*Doel A*: Meld elke regel uit de vermeldingen waarin de tekenreeks "window" voorkomt. Het verschil tussen hoofdletters en kleine letters telt mee.
★ ★ ★ ★
Het thema is wat de heilige Spin tegen Psyche zegt als ze afscheid neemt van het lijk van haar vader: “Alles is als het is, alles wordt, geschiedt als het geschiedt, alles vergaat tot stof”. Louis Couperus was een naturalist. Dit thema past daar wel bij: de Noodlotsgedachte. Niets kun je zelf bepalen. Alles geschiedt als het geschiedt. De mens wordt bepaald door erfelijkheid en milieu. Psyche zei het zelf: “Ik was die ik zijn moest”.

Er zit nog een thema in: liefde overwint alles, zelfs de dood.

Enkele motieven die ik in dit verhaal zie:

- zuiverheid: de tranen van Psyche; toen ze nog zondeloos was, huilde ze parels, later – toen ze zonde had begaan – huilde ze robijnen en topazen en aan het einde, toen ze boete had gedaan, huilde ze weer parels

- waarheid: zoektocht naar zichzelf: eerst was ze zichzelf – ze liep naakt, toen

dwaalde ze af – ze droeg een kluizenaarsmantel – en daarna vond ze zichzelf weer terug – ze liep weer naakt

Het thema heeft voor mij zeker betekenis, want liefde overwint alles.
★ ★ ★ ★
*Doel B*: Vertaal deze zin uit de tekst over Psyche in het Engels: "Er zit nog een thema in: liefde overwint alles, zelfs de dood."

*Vermeldingen*:
★ ★ ★ ★
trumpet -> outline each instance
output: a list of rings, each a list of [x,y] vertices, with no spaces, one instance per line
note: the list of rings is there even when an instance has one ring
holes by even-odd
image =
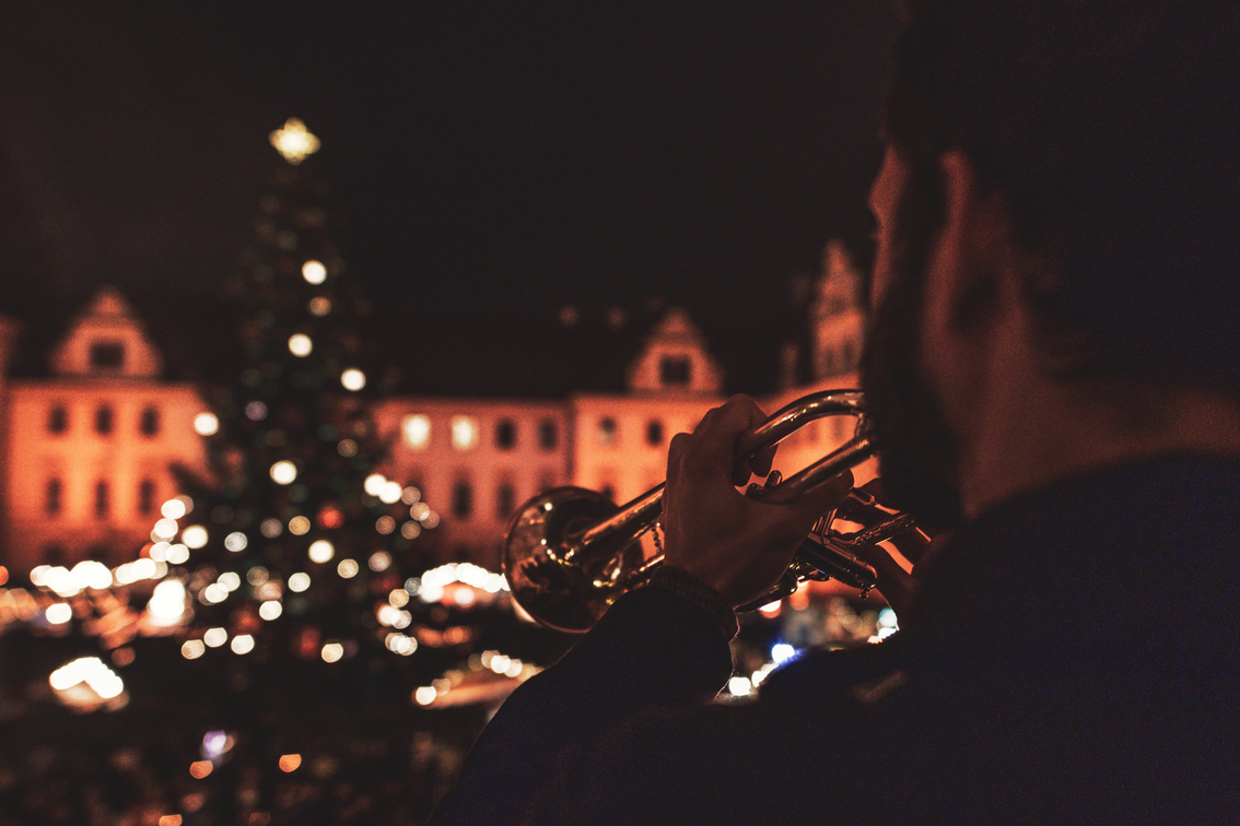
[[[857,390],[828,390],[797,399],[737,440],[740,466],[801,427],[826,416],[857,417],[853,437],[808,467],[780,478],[771,473],[745,494],[766,502],[791,502],[875,454],[864,419],[864,398]],[[512,518],[503,541],[503,573],[512,597],[529,615],[549,628],[585,632],[622,593],[640,586],[663,563],[662,554],[645,560],[639,537],[655,528],[663,504],[663,484],[616,506],[606,495],[585,488],[554,488],[526,502]],[[858,524],[877,520],[856,533],[833,529],[837,519]],[[780,583],[764,597],[742,606],[759,608],[791,593],[806,580],[838,580],[862,596],[875,586],[873,568],[857,550],[914,528],[913,520],[879,505],[853,489],[836,510],[823,514],[801,542]]]

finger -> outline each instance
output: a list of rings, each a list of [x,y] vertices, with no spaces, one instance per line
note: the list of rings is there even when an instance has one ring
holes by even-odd
[[[755,476],[764,477],[771,472],[771,464],[775,462],[775,445],[764,447],[754,453],[754,457],[749,459],[749,469],[753,471]],[[744,482],[740,484],[744,484]]]
[[[692,453],[694,463],[715,471],[724,471],[729,479],[739,477],[735,471],[735,442],[744,431],[766,421],[761,407],[745,395],[735,395],[723,405],[708,411],[693,428]],[[744,478],[733,484],[744,484]]]
[[[692,437],[688,433],[676,433],[667,445],[667,488],[676,487],[676,480],[681,474],[681,459],[688,447],[689,438]]]
[[[817,519],[839,506],[852,490],[852,471],[832,477],[792,503],[807,518]]]

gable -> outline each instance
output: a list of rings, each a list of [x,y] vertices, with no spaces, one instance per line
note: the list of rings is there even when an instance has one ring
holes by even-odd
[[[627,370],[629,389],[644,393],[719,394],[723,370],[697,326],[680,308],[668,310],[646,337]]]
[[[100,287],[52,350],[55,375],[156,378],[164,357],[133,307],[110,286]]]

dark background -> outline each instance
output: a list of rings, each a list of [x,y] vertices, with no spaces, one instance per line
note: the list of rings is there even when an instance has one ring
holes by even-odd
[[[882,0],[9,4],[2,308],[181,300],[238,267],[303,119],[387,307],[770,315],[864,245]]]

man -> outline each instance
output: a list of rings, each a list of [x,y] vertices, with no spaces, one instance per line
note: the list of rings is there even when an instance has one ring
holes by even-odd
[[[435,822],[1240,821],[1240,11],[906,19],[863,385],[884,488],[952,530],[915,578],[872,560],[901,632],[707,702],[729,608],[847,487],[742,497],[764,416],[733,399],[672,442],[667,571],[510,698]]]

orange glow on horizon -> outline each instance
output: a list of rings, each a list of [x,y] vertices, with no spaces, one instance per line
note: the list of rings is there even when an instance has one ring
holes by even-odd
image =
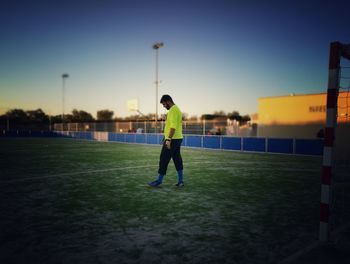
[[[305,125],[326,122],[327,93],[259,98],[259,124]],[[349,122],[350,95],[339,93],[338,122]]]

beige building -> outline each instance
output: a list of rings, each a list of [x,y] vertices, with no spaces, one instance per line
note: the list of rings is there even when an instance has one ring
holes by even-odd
[[[350,94],[338,97],[338,123],[349,127]],[[322,137],[326,123],[327,93],[259,98],[258,136],[278,138]],[[347,130],[348,131],[348,130]]]

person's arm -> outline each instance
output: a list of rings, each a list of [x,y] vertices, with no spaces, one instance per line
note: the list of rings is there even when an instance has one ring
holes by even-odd
[[[170,149],[171,139],[173,138],[174,134],[175,134],[175,128],[170,128],[169,135],[165,139],[165,145],[168,149]]]

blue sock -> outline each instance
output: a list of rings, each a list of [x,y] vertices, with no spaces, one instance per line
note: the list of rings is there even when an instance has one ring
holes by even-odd
[[[183,181],[183,170],[177,171],[178,182]]]
[[[164,178],[164,175],[159,174],[159,175],[158,175],[158,179],[157,179],[157,181],[159,181],[159,182],[163,182],[163,178]]]

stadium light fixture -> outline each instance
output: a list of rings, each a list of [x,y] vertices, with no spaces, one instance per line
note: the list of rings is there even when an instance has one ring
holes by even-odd
[[[157,133],[157,122],[158,122],[158,85],[159,85],[159,78],[158,78],[158,71],[159,71],[159,49],[164,46],[163,42],[157,42],[153,45],[153,49],[156,50],[156,115],[155,115],[155,130]]]
[[[69,77],[67,73],[62,74],[62,130],[64,130],[64,104],[65,104],[65,80]]]

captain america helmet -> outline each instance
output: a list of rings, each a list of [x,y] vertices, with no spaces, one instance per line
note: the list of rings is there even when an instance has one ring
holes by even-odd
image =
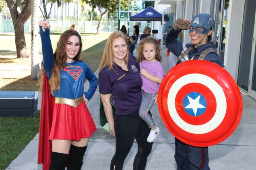
[[[191,21],[189,32],[195,30],[200,34],[208,35],[211,28],[213,29],[215,21],[211,15],[201,13],[196,15]]]

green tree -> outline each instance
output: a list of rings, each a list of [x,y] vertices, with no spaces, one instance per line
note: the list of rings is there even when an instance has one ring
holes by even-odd
[[[60,6],[61,4],[61,0],[40,0],[40,6],[39,8],[41,12],[42,13],[44,18],[46,19],[49,19],[50,18],[50,15],[51,14],[51,12],[52,11],[52,4],[55,2],[57,2],[58,7]],[[49,12],[47,12],[46,9],[46,6],[48,4],[50,4],[50,9],[49,11]]]
[[[0,0],[0,12],[2,12],[4,5],[4,0]]]
[[[131,2],[133,0],[130,0]],[[96,34],[99,34],[103,18],[108,12],[113,13],[118,10],[118,0],[83,0],[90,4],[93,9],[98,8],[100,13],[100,19],[97,28]],[[128,1],[121,0],[121,7],[125,10],[128,7]],[[102,10],[103,9],[103,10]]]
[[[31,14],[32,0],[5,0],[5,1],[7,3],[13,23],[17,57],[28,57],[29,53],[27,51],[24,25]]]

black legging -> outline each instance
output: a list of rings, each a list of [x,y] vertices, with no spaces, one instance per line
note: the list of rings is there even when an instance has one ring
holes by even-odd
[[[111,160],[110,170],[122,169],[134,139],[138,145],[138,151],[133,162],[133,170],[145,169],[153,143],[147,141],[150,129],[139,116],[139,110],[127,115],[116,114],[114,120],[116,152]]]

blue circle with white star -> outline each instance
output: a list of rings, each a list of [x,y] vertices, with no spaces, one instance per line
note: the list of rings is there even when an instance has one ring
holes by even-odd
[[[189,93],[183,100],[184,109],[187,113],[193,116],[203,114],[206,110],[206,106],[205,98],[199,93]]]

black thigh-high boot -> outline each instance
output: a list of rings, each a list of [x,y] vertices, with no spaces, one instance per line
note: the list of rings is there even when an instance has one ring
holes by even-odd
[[[58,152],[52,152],[51,165],[49,170],[62,170],[66,168],[69,154]]]
[[[80,170],[83,165],[83,159],[87,146],[83,147],[74,146],[70,147],[69,160],[68,164],[68,170]]]

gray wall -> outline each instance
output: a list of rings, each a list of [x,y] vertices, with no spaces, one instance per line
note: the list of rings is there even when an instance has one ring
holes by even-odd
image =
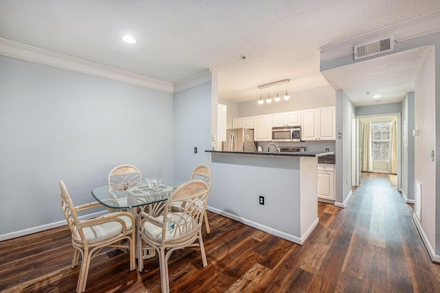
[[[367,116],[376,115],[386,115],[391,113],[401,113],[402,103],[375,105],[374,106],[364,106],[356,107],[357,116]]]
[[[0,240],[65,225],[115,166],[173,176],[173,95],[0,56]],[[8,234],[10,233],[10,234]]]
[[[198,165],[210,166],[211,155],[205,150],[210,149],[211,105],[217,105],[217,100],[212,100],[212,84],[206,83],[174,94],[174,174],[182,180],[189,180]],[[194,153],[196,146],[197,153]]]
[[[342,91],[336,91],[336,166],[335,205],[344,206],[351,193],[351,119],[355,108]],[[340,132],[341,138],[338,133]]]

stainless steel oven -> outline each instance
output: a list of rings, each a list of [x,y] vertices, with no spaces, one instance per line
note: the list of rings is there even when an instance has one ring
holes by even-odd
[[[272,127],[272,142],[296,142],[301,141],[301,127]]]

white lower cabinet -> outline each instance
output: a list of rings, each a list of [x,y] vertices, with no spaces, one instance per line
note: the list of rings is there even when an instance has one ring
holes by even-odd
[[[318,164],[318,200],[333,202],[335,200],[335,165]]]

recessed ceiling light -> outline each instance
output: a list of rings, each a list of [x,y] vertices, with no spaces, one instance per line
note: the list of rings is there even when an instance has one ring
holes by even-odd
[[[134,44],[136,43],[136,39],[131,36],[129,36],[128,34],[122,36],[122,40],[125,43],[128,43],[129,44]]]

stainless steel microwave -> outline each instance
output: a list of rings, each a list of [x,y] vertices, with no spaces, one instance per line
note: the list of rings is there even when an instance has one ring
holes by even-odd
[[[272,142],[295,142],[301,141],[301,127],[272,127]]]

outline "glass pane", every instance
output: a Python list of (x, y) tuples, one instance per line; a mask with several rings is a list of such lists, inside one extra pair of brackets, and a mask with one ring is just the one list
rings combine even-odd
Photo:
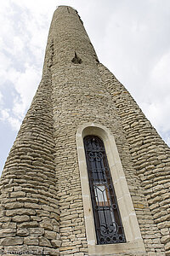
[(98, 243), (125, 242), (104, 143), (88, 136), (84, 146)]

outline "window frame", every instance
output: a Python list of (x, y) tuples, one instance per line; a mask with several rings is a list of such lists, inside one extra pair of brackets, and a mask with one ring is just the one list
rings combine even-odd
[[(88, 174), (83, 145), (83, 138), (88, 135), (97, 136), (104, 143), (127, 240), (126, 243), (105, 245), (97, 244)], [(76, 141), (88, 255), (107, 255), (110, 253), (125, 252), (145, 253), (138, 219), (113, 135), (104, 125), (89, 122), (79, 126), (76, 134)]]
[(98, 244), (126, 242), (104, 143), (94, 135), (83, 142)]

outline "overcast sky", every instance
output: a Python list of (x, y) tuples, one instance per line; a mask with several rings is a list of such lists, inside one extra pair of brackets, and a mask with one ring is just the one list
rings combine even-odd
[(41, 80), (58, 5), (75, 8), (100, 62), (170, 145), (169, 0), (0, 1), (0, 168)]

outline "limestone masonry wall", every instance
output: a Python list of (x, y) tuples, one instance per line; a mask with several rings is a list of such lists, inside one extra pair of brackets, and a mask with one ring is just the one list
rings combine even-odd
[(170, 149), (124, 86), (103, 65), (99, 70), (121, 117), (134, 168), (161, 234), (154, 230), (150, 247), (156, 251), (161, 239), (166, 255), (170, 255)]
[(54, 12), (42, 79), (2, 175), (2, 255), (88, 255), (76, 143), (88, 122), (115, 137), (146, 250), (110, 255), (170, 255), (169, 148), (65, 6)]

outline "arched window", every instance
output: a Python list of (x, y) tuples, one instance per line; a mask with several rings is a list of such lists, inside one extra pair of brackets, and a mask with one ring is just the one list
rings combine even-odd
[(98, 244), (126, 242), (104, 143), (86, 136), (84, 148)]

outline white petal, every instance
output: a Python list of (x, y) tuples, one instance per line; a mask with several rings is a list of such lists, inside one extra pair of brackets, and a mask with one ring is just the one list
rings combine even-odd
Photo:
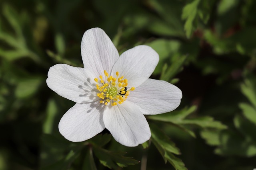
[(67, 139), (80, 142), (89, 139), (104, 128), (103, 105), (98, 102), (76, 104), (59, 123), (59, 131)]
[(145, 117), (129, 101), (105, 107), (104, 124), (114, 139), (127, 147), (135, 147), (148, 141), (151, 134)]
[(182, 98), (181, 90), (165, 81), (149, 78), (130, 92), (127, 100), (135, 104), (144, 115), (155, 115), (177, 108)]
[(110, 39), (99, 28), (92, 28), (84, 33), (81, 52), (84, 68), (95, 73), (97, 77), (104, 74), (104, 70), (110, 73), (119, 57)]
[(86, 103), (98, 99), (94, 74), (82, 68), (64, 64), (51, 67), (48, 72), (48, 86), (60, 96), (76, 103)]
[(159, 57), (151, 47), (139, 45), (124, 52), (114, 65), (112, 75), (118, 71), (128, 80), (128, 86), (137, 87), (151, 75)]

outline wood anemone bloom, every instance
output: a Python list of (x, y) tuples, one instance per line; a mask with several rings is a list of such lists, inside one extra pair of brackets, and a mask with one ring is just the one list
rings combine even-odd
[(181, 91), (166, 82), (148, 78), (159, 61), (150, 47), (139, 45), (119, 57), (105, 32), (87, 30), (81, 45), (84, 68), (51, 67), (47, 85), (76, 104), (59, 124), (67, 139), (80, 142), (106, 128), (118, 142), (135, 147), (149, 139), (143, 115), (169, 112), (180, 104)]

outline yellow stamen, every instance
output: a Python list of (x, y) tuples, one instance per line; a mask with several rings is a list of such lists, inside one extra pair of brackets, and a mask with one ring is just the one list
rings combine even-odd
[(99, 92), (97, 93), (97, 96), (102, 99), (99, 101), (100, 103), (105, 105), (110, 103), (113, 106), (117, 105), (118, 103), (122, 104), (127, 98), (130, 91), (135, 90), (135, 88), (132, 87), (128, 90), (128, 80), (124, 79), (123, 76), (118, 77), (118, 72), (116, 72), (116, 75), (115, 77), (112, 75), (109, 76), (106, 70), (104, 70), (103, 76), (101, 75), (99, 76), (102, 84), (98, 83), (98, 78), (94, 78), (94, 81), (97, 82), (96, 88)]

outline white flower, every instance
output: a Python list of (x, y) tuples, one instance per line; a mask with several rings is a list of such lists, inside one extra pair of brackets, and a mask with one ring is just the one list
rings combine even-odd
[(143, 115), (173, 110), (182, 97), (176, 86), (148, 78), (158, 62), (158, 54), (150, 47), (139, 45), (119, 57), (98, 28), (85, 32), (81, 49), (84, 68), (57, 64), (48, 72), (49, 87), (77, 103), (60, 120), (60, 133), (79, 142), (106, 128), (126, 146), (149, 139), (150, 131)]

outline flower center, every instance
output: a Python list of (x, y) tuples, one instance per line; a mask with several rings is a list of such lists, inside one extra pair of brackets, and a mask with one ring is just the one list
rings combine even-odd
[(130, 91), (135, 89), (132, 87), (128, 90), (128, 80), (124, 79), (124, 76), (119, 77), (119, 73), (116, 72), (115, 77), (112, 76), (109, 76), (108, 73), (106, 70), (104, 70), (104, 77), (100, 75), (99, 76), (100, 80), (97, 78), (94, 78), (96, 82), (96, 88), (99, 91), (97, 96), (101, 100), (100, 103), (107, 105), (110, 103), (112, 106), (121, 104), (127, 98)]

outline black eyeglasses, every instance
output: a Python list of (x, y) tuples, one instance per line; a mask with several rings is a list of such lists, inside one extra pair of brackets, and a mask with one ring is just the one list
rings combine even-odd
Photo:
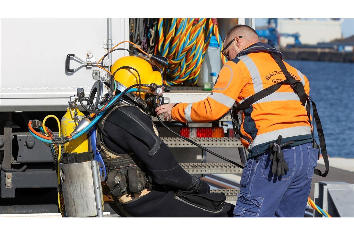
[[(239, 36), (239, 39), (241, 39), (242, 38), (242, 35), (241, 35), (241, 36)], [(231, 41), (230, 41), (230, 42), (226, 46), (225, 46), (225, 47), (224, 48), (224, 49), (222, 50), (222, 51), (221, 51), (221, 53), (222, 53), (222, 54), (224, 55), (224, 56), (226, 57), (226, 59), (227, 59), (228, 60), (230, 60), (230, 58), (229, 58), (229, 53), (228, 53), (227, 54), (226, 54), (225, 53), (224, 53), (224, 52), (225, 51), (225, 50), (226, 50), (226, 49), (230, 45), (231, 45), (231, 44), (232, 43), (232, 42), (234, 41), (234, 40), (235, 39), (234, 39)]]

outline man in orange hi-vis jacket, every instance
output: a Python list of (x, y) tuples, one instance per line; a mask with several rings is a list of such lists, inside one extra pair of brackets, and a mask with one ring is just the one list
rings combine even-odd
[(210, 95), (198, 102), (161, 105), (157, 115), (203, 123), (231, 109), (234, 130), (249, 152), (234, 216), (303, 217), (319, 154), (306, 108), (307, 78), (282, 61), (276, 49), (259, 42), (249, 27), (233, 27), (224, 43), (229, 61)]

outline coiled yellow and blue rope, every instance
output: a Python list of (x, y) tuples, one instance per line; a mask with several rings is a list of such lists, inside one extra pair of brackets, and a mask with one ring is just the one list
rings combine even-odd
[[(217, 20), (209, 18), (160, 19), (157, 51), (168, 59), (165, 84), (193, 86), (197, 82), (202, 63), (213, 33), (223, 48)], [(165, 30), (168, 29), (165, 34)], [(221, 53), (223, 63), (226, 58)]]

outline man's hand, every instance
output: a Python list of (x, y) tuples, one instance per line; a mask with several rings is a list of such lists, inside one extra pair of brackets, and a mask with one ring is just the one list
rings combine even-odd
[(165, 113), (164, 115), (164, 119), (165, 120), (169, 121), (169, 122), (171, 122), (172, 119), (172, 116), (171, 115), (171, 111), (172, 110), (172, 107), (176, 103), (169, 103), (166, 105), (162, 105), (158, 107), (155, 109), (155, 111), (157, 115), (160, 115), (162, 113)]

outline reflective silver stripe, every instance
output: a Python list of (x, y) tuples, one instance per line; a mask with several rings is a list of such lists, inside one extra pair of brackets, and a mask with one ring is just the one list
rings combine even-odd
[(258, 71), (258, 69), (255, 63), (247, 56), (240, 57), (239, 59), (243, 62), (250, 72), (251, 77), (252, 77), (252, 82), (255, 89), (255, 93), (263, 90), (263, 82), (261, 78), (259, 72)]
[(184, 119), (187, 122), (193, 122), (192, 119), (190, 118), (190, 113), (192, 111), (192, 105), (193, 103), (189, 103), (185, 108), (184, 110)]
[[(232, 71), (232, 69), (231, 69), (231, 68), (230, 67), (230, 66), (229, 65), (224, 65), (224, 67), (227, 67), (228, 68), (230, 69), (230, 72), (231, 73), (231, 76), (230, 77), (230, 79), (229, 80), (229, 82), (228, 83), (227, 85), (226, 85), (226, 87), (225, 87), (224, 88), (214, 88), (213, 89), (213, 90), (222, 90), (225, 88), (227, 88), (228, 87), (229, 87), (229, 86), (230, 85), (230, 83), (231, 82), (231, 80), (232, 80), (232, 77), (234, 76), (234, 73)], [(222, 68), (221, 69), (222, 70)]]
[(301, 78), (301, 83), (302, 83), (302, 85), (304, 86), (305, 86), (305, 79), (304, 78), (304, 74), (300, 72), (299, 70), (296, 69), (296, 71), (297, 71), (297, 74), (299, 75), (300, 77)]
[[(250, 96), (247, 97), (245, 98), (242, 99), (240, 101), (240, 104), (241, 104), (244, 101), (250, 97)], [(256, 104), (257, 103), (261, 103), (262, 102), (274, 102), (275, 101), (287, 101), (288, 100), (296, 100), (296, 101), (300, 101), (300, 98), (295, 93), (293, 92), (275, 92), (273, 93), (271, 93), (267, 97), (263, 98), (262, 99), (258, 100), (256, 102), (253, 103), (252, 105)]]
[(311, 128), (310, 126), (297, 126), (281, 129), (261, 134), (257, 134), (253, 142), (248, 146), (248, 150), (250, 150), (256, 145), (261, 144), (273, 140), (276, 140), (279, 135), (282, 138), (295, 136), (311, 134)]
[(231, 107), (235, 103), (234, 99), (221, 93), (212, 93), (208, 97), (228, 107)]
★ ★ ★ ★
*Antwoord A*:
outline "window frame", every instance
outline "arched window", every instance

*Antwoord B*: There is another theme in it as well: love conquers all, even death.